### To do
Please pick out and copy every line in the data below that contains the word "mountain". Case counts.

### Materials provided

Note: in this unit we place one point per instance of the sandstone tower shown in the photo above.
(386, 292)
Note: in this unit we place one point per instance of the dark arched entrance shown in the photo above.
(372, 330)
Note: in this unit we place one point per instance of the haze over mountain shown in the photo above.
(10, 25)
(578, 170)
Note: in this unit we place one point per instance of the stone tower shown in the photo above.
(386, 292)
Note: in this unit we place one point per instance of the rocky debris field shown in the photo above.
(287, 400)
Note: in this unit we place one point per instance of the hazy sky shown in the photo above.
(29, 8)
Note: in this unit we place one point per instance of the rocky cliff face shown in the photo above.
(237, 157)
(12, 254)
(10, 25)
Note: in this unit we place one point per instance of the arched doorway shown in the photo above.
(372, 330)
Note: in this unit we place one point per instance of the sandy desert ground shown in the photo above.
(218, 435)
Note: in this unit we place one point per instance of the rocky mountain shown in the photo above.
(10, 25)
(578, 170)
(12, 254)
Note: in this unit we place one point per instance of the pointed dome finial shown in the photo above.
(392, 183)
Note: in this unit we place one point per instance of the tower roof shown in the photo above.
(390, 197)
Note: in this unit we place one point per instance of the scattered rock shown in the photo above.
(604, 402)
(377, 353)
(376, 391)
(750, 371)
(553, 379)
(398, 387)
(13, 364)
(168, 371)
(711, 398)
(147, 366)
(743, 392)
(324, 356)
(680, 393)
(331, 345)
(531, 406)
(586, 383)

...

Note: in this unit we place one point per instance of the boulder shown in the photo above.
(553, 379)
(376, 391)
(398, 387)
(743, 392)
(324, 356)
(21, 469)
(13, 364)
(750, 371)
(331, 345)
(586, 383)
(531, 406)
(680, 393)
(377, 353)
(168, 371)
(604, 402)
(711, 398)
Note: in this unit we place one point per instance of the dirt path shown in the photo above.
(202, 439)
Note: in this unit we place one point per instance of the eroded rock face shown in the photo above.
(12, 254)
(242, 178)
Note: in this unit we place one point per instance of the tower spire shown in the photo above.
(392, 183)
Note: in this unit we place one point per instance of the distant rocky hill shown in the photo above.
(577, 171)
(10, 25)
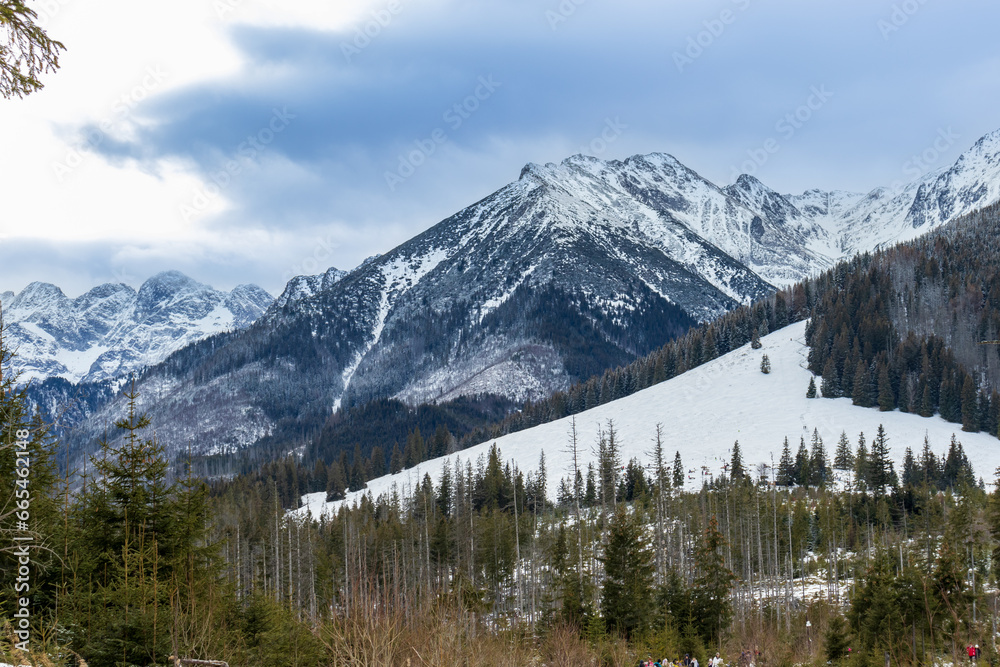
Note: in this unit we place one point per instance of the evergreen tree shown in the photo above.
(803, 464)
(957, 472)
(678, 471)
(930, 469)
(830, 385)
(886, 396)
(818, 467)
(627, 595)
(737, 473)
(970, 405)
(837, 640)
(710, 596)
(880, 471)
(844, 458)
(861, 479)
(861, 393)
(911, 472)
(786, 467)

...

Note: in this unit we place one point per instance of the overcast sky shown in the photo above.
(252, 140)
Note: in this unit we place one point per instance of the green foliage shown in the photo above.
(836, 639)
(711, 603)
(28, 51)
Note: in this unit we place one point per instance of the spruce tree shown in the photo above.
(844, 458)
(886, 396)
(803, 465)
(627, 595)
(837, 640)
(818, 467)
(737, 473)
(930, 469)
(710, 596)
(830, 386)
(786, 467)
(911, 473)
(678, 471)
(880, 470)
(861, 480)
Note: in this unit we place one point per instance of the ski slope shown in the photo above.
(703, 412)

### Exercise solution
Note: in this unit we place one point per instance of the haze over mountain shown in the photo above.
Note: in this unit we place one point per instance of the rocky mountain shown in the photo above.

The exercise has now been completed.